## TEXT PASSAGE
[start]

He attended the public schools of Harford County and graduated from Maryland Agricultural College (now the University of Maryland, College Park) in 1910. He engaged in civil engineering with the Baltimore and Ohio Railroad in West Virginia in 1911. He studied law at the University of Maryland School of Law, in Baltimore.
In 1913 he was admitted to the Maryland bar and opened a law practice in Havre de Grace. In 1916, Tydings was elected as a Democrat to the Maryland House of Delegates, thus beginning a thirty-five-year career in public life.
In that same year he served as a private in the U. S. Army's Mexican border campaign. He was an officer in the Allied Expeditionary Force in World War I, advancing to the rank of lieutenant colonel in the Twenty-ninth Division and participating in the Haute Alsace and Meuse-Argonne offensives.
After the war Tydings returned to public life. From 1920 to 1922 he served as speaker of the Maryland House of Delegates. Then he was elected to the Maryland State Senate, and in 1924 to the U. S. House of Representatives. Two years later he was elected to the U. S. Senate.
At that time he published The Machine Gunners: Before and After Prohibition (1930) and Counter-Attack, a Battle Plan to Defeat the Depression (1933). He was also an amateur playwright and an accomplished pianist.
In 1944 he was easily reelected to the Senate for a fourth term as a self-described strong "states' rights man" and proponent of reducing government spending.

[end]

## Entries drawn from a pointing dataset
[start]

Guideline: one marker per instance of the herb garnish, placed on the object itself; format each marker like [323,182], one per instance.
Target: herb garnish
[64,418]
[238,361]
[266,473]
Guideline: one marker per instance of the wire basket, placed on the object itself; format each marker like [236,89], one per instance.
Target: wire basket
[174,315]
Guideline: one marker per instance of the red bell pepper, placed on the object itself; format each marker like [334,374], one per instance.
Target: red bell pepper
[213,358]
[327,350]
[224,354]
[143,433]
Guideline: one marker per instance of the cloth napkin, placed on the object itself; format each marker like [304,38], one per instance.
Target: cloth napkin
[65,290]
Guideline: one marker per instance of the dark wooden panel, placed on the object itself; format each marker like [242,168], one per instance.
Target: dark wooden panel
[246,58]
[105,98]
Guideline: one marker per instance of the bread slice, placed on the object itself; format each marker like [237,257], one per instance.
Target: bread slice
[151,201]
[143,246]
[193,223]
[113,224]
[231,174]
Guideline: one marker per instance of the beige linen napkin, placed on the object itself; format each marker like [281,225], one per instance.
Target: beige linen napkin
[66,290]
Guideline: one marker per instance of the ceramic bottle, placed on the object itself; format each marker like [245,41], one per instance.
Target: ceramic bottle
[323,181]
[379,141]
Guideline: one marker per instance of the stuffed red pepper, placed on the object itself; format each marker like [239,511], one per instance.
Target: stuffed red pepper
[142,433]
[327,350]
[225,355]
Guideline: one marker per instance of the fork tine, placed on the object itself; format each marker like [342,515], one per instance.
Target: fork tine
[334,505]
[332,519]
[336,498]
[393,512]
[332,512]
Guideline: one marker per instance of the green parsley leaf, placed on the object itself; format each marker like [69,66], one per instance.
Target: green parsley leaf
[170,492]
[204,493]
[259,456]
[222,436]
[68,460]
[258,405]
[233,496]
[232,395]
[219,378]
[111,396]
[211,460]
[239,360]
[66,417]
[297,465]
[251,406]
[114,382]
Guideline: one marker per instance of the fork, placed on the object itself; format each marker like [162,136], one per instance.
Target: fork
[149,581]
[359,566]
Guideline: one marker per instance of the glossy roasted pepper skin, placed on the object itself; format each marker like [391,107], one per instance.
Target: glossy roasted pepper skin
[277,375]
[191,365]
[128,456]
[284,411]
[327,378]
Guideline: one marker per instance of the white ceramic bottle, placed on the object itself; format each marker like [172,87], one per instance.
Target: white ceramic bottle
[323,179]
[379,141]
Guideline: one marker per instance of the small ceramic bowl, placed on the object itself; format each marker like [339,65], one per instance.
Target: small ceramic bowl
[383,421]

[end]

## WHAT YOU ARE ASKED TO DO
Extract the portion of the passage on Tydings between "He attended the" and "Law, in Baltimore.", inclusive. The records are independent material, unrelated to the passage on Tydings.

## SOLUTION TO THIS TASK
He attended the public schools of Harford County and graduated from Maryland Agricultural College (now the University of Maryland, College Park) in 1910. He engaged in civil engineering with the Baltimore and Ohio Railroad in West Virginia in 1911. He studied law at the University of Maryland School of Law, in Baltimore.